→ **Stated exercise**
Please find every line in the records below that contains the word "above" and copy each of those lines. Match case exactly.

[Items from a dataset]
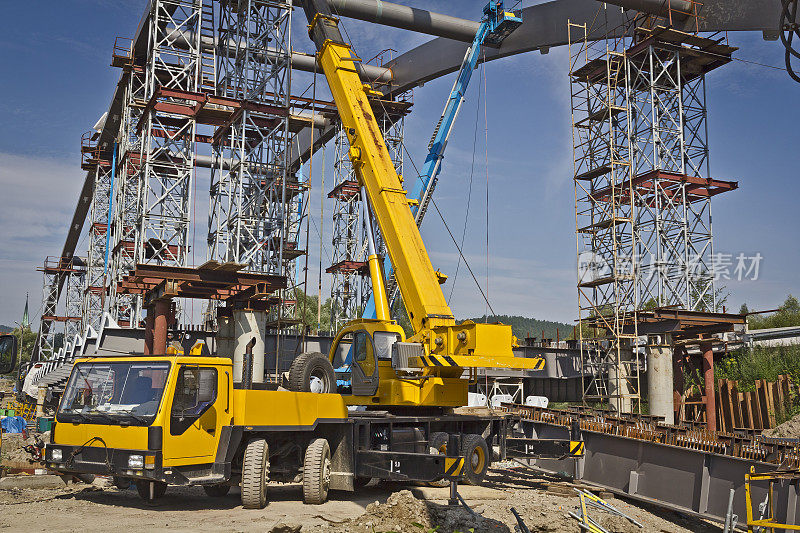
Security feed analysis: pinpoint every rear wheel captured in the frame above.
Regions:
[353,477,372,490]
[461,433,490,485]
[136,479,167,503]
[289,352,336,393]
[428,431,450,487]
[203,484,231,498]
[242,439,269,509]
[303,439,331,505]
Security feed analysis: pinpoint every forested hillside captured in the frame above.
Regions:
[460,315,573,339]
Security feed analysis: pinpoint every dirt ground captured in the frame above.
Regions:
[0,470,720,533]
[763,415,800,439]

→ **Answer to the task**
Security feed analysis: pinpoint every rear wheel captured in the frame above.
Security feed analysis: pinpoint every forested hillside captured in the frame above.
Security feed analysis: pinpoint every dirt ground captured in the frame above.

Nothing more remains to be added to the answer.